Teks yang Ditampilkan:

Review Film Bloody Crayons (2017)

Harusnya ini jadwalnya seri review film horor. Namun gara-gara sudah terlanjur nonton film “Bloody Crayons”, yang awalnya saya kira film horor dan ternyata bukan, jadilah kita review saja film Filipina bertabur bintang muda yang satu ini. Kisahnya sendiri diadaptasi dari buku novel bertajuk sama karangan Josh Argonza. Seperti apa hasil adaptasinya? Simak sinopsis dan review singkatnya di bawah ini, ges.

Sinopsis Singkat

poster bloodycrayons

9 orang pergi ke sebuah pulau terpencil untuk membuat film pendek. Mereka adalah Eunice (Janella Salvador), Olivia (Jane Oineza), Kenly (Diego Loyzaga), Justin (Yves Flores), Richalaine (Maris Racal), Marie (Sofia Andres), Gerard (Empoy Marquez), Kiko (Elmo Magalona), dan John (Ronnie Alonte). Mereka menginap di rumah peristirahatan milik keluarga Olivia yang dirawat oleh Mang Pedring (Nanding Josef). Belum apa-apa, sudah terjadi keributan di antara Olivia, Kenly, Marie, dan Eunice.

Olivia dan Kenly dulu sempat berpacaran. Namun beberapa waktu lalu hubungan mereka renggang. Kenly, yang saat itu meminta bubar, mengira Olivia menyetujuinya. Sehingga ia pun berpacaran dengan Marie. Khawatir Olivia marah, keduanya merahasiakan hubungan mereka. Eunice yang mengetahuinya jika meminta agar mereka mencari waktu yang tepat untuk memberitahu Olivia.

Sayangnya, Olivia akhirnya melihat dengan mata kepalanya sendiri bagaimana hubungan Kenly dan Marie lebih dari sekedar teman. Tidak hanya pada Kenly dan Marie, ia juga marah pada Eunice yang menyimpan rahasia itu. Kendati demikian, keesokan harinya Olivia kembali bersikap biasa pada semua orang.

Karena hujan muncul, mereka memutuskan untuk menghabiskan waktu dengan bermain bloody crayons Di tengah permainan, suasana kembali menjadi ricuh karena Olivia mengungkit kembali soal Kenly dan Marie. Marie yang kesal sengaja meminum gelas yang berisi campuran segala macam minuman dan bumbu dapur. Hal itu membuatnya tersedak dan muntah.

Di tengah kepanikan, Olivia menunjukkan botol minuman milik Marie. Dengan cepat Kenly mengambil botol tersebut dan meminumkannya pada Marie. Anehnya, setelah itu kondisi Marie makin parah dan ia pun tewas setelah muntah darah.

Dengan penuh amarah Kenly menuduh Olivia sengaja meracuni Marie. Olivia membantah dan berlari keluar rumah dengan dikejar oleh Kenly. Tak lama, saat yang lain menyusul, Kenly sudah berdiri di tebing jurang sementara Olivia terlihat terbaring di batu karang yang ada di bawah jurang dengan bersimbah darah.

Baris yang Ditampilkan:
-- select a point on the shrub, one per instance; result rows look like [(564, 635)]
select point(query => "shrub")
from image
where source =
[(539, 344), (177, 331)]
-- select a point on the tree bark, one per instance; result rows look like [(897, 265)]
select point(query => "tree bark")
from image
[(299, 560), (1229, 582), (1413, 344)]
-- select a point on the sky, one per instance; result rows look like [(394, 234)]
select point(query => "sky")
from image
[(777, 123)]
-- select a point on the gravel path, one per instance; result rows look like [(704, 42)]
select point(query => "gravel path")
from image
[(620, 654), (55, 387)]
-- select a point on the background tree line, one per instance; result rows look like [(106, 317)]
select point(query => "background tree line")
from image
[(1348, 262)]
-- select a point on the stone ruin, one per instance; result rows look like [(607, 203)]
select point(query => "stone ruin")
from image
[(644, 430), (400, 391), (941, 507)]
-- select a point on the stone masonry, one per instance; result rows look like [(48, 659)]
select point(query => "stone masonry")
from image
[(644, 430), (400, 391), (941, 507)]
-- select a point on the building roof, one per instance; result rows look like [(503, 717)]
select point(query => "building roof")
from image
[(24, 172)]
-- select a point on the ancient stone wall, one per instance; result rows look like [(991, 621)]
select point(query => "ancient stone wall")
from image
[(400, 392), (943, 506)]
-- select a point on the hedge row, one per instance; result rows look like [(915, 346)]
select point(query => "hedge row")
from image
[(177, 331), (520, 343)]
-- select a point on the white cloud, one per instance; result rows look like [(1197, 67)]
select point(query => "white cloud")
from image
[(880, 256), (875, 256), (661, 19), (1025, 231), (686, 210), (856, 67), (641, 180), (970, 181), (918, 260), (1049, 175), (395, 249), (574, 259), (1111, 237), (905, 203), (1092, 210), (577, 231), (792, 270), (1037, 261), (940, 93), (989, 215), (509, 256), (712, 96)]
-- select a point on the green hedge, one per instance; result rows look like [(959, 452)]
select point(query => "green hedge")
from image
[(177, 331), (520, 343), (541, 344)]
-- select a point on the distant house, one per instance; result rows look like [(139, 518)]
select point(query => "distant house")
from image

Soal yang Diajukan: Teruskan ulasan film Bloody Crayons setelah kalimat terakhir yang tercantum. Baris-baris tersebut tidak berkaitan dengan ulasan film Bloody Crayons.

Penyelesaian Soal:
Kiko pun lantas menuduh Kenly sengaja mendorong Olivia dari tebing hingga tewas. Tidak terutama, Kenly melawan dan memukuli teman-temannya. John yang mencoba melerai terkena getahnya. Kalung berharga miliknya terjatuh ke jurang, tepat di samping tubuh Olivia. Karena kesal, ia pun langsung menghantam tubuh Kenly dengan kayu hingga pingsan.

Kembali ke rumah, Kiko mengikat Kenly di dalam gudang agar tidak lagi berbuat ulah. Saat Richalaine keluar dari gudang, ia melihat Mang Pedring berada di samping tubuh Olivia yang terbaring di sofa (setelah dibawa oleh Kiko dkk). Mengira Olivia dibunuh oleh teman-temannya, Mang Pedring bergegas keluar dari rumah dan mengunci semua pintu rumah dari luar.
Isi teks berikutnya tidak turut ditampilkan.